# TASK DETAILS
Output exactly those lines of the data that lie between the line containing "Exercise. Locate the window with" and the final line, both ends counted.

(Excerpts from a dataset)
┄┄┄┄┄┄

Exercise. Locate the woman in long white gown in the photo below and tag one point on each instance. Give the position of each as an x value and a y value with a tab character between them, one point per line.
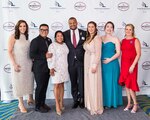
58	66
22	76
92	71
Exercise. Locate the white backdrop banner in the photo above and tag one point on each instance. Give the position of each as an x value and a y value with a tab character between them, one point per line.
56	14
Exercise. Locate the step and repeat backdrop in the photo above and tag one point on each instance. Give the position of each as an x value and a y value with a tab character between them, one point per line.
56	14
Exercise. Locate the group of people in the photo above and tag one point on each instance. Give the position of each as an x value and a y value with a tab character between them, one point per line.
88	60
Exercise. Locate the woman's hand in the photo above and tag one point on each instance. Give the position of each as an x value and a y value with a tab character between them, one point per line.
106	60
52	72
17	68
49	55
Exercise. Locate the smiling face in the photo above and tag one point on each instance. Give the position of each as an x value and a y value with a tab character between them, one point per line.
22	28
109	29
44	31
129	31
59	37
91	28
72	24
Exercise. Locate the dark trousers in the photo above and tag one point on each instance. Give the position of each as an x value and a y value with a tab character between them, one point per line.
77	81
41	80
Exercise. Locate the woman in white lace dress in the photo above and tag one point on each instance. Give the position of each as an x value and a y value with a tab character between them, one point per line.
22	76
58	66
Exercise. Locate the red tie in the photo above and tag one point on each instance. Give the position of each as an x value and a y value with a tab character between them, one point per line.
74	39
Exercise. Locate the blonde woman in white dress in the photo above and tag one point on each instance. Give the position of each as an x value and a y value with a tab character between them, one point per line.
58	66
22	77
92	71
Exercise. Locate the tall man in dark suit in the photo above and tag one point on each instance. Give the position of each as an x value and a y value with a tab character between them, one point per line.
74	38
38	50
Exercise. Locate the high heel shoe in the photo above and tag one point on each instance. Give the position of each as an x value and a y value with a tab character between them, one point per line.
30	102
58	113
128	107
135	108
22	109
62	108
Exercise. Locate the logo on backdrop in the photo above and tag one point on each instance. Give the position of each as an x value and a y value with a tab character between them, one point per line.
122	25
34	5
7	68
146	65
10	4
56	26
145	46
123	6
144	6
101	6
101	26
8	26
81	26
80	6
145	26
56	5
33	25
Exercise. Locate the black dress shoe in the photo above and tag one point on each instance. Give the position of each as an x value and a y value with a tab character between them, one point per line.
41	109
46	107
75	104
81	104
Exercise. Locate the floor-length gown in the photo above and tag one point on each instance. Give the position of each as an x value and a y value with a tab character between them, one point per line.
112	91
22	81
93	81
127	58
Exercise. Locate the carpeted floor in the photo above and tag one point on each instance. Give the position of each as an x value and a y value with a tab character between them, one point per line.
9	111
144	103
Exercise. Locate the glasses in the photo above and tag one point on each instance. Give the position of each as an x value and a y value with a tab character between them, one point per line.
46	30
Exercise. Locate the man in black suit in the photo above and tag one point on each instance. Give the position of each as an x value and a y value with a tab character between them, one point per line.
38	50
74	38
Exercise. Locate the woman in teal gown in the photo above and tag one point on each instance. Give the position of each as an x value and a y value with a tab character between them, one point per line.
112	92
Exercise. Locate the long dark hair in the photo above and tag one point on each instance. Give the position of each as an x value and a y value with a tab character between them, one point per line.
132	27
109	22
88	36
17	32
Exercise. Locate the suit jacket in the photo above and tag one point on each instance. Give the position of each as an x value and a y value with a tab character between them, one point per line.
78	52
38	50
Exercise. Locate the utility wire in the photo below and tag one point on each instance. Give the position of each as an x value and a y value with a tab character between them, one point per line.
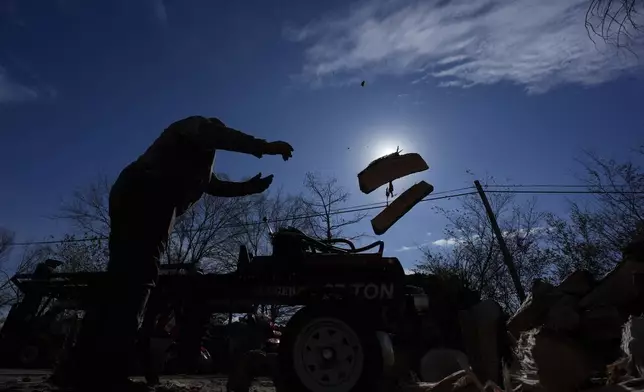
372	206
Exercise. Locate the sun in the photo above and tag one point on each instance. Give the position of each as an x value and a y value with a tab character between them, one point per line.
384	147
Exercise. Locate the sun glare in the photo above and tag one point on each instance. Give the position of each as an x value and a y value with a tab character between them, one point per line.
384	147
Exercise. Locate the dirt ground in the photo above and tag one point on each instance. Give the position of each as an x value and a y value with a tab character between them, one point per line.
15	380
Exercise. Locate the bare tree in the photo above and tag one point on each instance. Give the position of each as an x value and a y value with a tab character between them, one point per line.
88	208
207	233
595	233
615	21
204	234
81	254
324	197
279	209
471	251
32	255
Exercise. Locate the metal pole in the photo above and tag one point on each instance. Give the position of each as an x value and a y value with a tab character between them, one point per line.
507	257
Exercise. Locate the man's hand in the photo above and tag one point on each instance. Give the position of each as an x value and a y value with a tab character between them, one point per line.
279	148
257	184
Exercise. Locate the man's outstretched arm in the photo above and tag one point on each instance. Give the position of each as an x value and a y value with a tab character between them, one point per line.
214	134
217	187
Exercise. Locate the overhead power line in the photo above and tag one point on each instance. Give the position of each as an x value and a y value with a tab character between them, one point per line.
466	191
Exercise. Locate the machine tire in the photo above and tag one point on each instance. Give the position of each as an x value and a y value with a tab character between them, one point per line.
352	352
29	355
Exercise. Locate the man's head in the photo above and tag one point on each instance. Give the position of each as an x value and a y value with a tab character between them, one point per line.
216	121
53	263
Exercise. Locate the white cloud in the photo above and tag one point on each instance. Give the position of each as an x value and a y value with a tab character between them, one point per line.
415	247
11	91
446	242
537	44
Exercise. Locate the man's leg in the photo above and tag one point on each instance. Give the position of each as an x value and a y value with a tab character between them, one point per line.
141	219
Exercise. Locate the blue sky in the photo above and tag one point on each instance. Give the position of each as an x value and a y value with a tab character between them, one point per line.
514	89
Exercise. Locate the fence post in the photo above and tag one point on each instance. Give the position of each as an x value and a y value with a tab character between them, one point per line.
507	257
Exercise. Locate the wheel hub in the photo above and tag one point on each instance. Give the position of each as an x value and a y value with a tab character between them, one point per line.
328	356
328	353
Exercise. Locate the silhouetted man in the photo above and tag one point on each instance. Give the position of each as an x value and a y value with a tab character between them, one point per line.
144	201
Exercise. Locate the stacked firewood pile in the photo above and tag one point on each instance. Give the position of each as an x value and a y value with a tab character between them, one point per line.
581	335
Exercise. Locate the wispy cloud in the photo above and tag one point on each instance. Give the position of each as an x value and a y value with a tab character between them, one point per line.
462	43
446	242
12	91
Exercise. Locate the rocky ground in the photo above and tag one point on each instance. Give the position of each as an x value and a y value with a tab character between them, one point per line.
36	381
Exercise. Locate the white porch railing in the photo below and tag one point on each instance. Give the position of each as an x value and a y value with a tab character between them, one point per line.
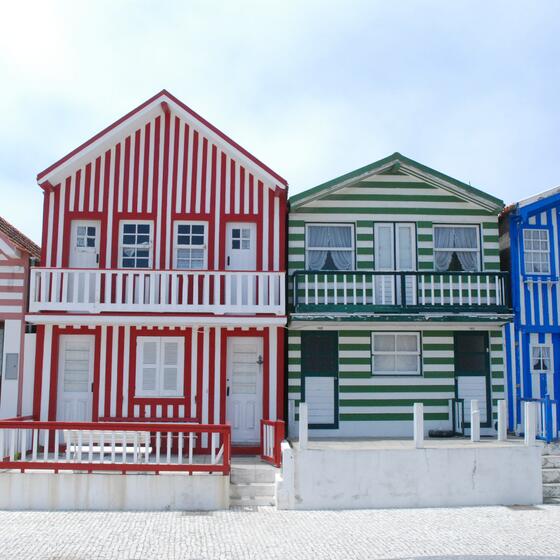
96	290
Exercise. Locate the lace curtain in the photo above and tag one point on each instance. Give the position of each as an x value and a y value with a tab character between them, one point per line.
320	239
455	239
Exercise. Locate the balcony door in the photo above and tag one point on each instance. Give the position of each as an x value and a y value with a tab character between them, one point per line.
75	376
395	251
244	388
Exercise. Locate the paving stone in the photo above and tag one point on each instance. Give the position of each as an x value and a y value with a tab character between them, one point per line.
264	533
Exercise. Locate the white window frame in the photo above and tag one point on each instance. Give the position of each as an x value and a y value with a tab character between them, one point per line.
176	245
417	353
159	392
536	252
478	250
122	246
323	224
538	347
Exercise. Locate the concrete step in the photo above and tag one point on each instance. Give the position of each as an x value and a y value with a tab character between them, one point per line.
254	490
252	473
551	461
252	502
551	475
551	490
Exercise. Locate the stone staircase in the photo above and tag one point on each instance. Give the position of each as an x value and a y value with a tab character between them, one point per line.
551	474
252	483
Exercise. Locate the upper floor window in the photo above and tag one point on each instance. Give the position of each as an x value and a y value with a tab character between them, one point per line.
536	249
190	246
456	248
541	358
330	247
136	245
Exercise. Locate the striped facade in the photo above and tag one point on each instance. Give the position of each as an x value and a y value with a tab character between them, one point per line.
164	165
535	299
16	252
394	190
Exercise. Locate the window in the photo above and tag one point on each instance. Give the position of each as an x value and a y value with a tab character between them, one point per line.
86	236
190	249
160	364
395	353
330	247
136	245
541	358
537	251
241	238
456	248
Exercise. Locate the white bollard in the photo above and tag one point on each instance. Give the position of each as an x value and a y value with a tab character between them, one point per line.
475	421
530	423
502	420
303	425
418	411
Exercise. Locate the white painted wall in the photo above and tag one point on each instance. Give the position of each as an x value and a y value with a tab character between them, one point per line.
112	492
435	476
12	344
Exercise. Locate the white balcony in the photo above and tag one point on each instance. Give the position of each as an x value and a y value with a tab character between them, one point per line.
148	291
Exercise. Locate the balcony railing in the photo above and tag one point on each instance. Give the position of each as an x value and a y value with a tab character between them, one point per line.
400	291
96	291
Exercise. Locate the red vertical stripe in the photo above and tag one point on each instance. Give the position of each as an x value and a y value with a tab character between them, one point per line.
54	373
108	371
96	374
38	379
116	187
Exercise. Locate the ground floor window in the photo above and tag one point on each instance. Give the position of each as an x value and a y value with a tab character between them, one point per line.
395	353
159	366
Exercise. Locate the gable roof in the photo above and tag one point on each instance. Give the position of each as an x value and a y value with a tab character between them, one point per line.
167	101
399	163
20	240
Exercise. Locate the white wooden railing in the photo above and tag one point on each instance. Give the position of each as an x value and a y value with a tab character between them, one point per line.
114	446
356	289
95	290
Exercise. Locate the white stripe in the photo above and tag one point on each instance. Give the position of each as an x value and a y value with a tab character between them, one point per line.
110	207
273	371
151	164
179	199
46	373
102	370
131	171
126	369
141	170
114	356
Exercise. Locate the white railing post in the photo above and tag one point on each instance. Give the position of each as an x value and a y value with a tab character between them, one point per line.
530	423
303	425
418	412
475	421
502	420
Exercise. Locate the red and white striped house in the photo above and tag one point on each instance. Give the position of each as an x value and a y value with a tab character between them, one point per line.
17	252
162	285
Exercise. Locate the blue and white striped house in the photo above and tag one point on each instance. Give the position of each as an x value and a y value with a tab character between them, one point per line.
529	248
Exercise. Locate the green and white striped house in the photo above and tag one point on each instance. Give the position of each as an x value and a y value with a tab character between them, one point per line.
396	297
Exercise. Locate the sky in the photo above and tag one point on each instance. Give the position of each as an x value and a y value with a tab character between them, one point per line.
312	88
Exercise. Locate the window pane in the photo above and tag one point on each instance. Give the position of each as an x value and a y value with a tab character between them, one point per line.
384	342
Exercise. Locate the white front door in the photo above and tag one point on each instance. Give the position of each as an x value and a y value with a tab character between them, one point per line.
75	376
241	253
244	388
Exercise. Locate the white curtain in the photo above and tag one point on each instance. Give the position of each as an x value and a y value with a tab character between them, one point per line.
456	238
325	237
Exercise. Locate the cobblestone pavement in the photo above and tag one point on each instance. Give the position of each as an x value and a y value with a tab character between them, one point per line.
266	533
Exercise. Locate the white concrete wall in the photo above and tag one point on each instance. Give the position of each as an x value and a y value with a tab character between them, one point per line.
112	492
469	475
12	344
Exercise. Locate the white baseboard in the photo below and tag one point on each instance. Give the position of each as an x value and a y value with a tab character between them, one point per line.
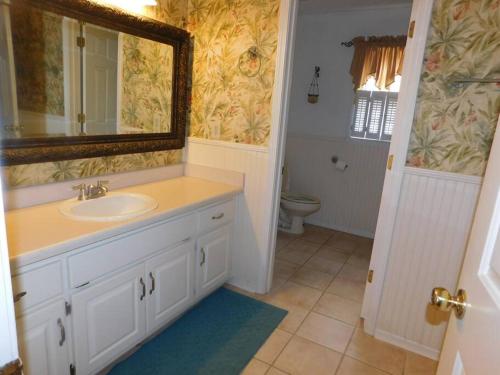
223	176
340	228
411	346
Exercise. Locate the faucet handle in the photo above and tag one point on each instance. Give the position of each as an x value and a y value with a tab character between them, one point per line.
103	184
81	191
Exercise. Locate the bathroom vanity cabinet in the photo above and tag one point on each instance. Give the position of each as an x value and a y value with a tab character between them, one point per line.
80	311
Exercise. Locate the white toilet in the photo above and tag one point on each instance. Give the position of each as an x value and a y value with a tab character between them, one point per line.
294	208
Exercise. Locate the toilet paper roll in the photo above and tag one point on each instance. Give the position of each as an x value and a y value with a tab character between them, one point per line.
341	165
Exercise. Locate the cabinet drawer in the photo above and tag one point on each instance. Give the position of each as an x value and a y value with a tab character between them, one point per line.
37	285
216	216
103	258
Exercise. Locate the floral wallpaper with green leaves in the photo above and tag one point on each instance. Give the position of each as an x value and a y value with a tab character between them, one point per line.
171	11
232	88
146	98
37	40
233	76
454	124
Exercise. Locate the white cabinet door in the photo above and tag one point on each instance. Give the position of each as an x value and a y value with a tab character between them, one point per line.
42	340
109	318
213	260
170	285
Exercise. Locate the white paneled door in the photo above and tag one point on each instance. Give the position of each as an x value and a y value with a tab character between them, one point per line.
170	278
472	342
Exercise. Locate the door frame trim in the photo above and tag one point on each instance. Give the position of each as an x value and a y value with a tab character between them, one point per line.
280	105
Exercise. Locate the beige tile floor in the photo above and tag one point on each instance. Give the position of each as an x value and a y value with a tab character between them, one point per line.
319	277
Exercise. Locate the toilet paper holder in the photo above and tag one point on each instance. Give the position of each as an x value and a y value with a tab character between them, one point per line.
335	160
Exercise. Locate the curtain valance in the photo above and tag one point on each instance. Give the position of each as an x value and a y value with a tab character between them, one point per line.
380	57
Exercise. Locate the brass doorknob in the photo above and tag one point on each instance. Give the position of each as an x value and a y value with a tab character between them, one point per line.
444	301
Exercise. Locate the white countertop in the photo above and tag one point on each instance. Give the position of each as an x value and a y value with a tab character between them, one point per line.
39	232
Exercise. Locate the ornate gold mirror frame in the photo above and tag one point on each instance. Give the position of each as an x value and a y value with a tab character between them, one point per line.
36	150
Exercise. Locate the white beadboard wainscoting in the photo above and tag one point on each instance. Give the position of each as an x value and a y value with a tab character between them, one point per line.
350	199
250	249
434	217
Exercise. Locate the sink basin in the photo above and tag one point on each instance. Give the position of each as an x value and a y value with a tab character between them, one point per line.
112	207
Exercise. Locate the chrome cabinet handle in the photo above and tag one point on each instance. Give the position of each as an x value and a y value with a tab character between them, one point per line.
63	332
152	283
82	191
203	257
141	281
19	295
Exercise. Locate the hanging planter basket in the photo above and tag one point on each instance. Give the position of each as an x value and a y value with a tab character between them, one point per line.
313	93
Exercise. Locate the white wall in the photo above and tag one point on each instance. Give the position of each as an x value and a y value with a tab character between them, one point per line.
8	338
250	248
321	130
350	199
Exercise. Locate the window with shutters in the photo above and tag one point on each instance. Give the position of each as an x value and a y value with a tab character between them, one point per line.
374	111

┄┄┄┄┄┄

# ANSWER TO THE PROBLEM
Exercise. Locate the window with shutters in the photo above and tag one point on each instance. Give the position of each as an x value and a y value with a tab character between them, one point per line.
374	111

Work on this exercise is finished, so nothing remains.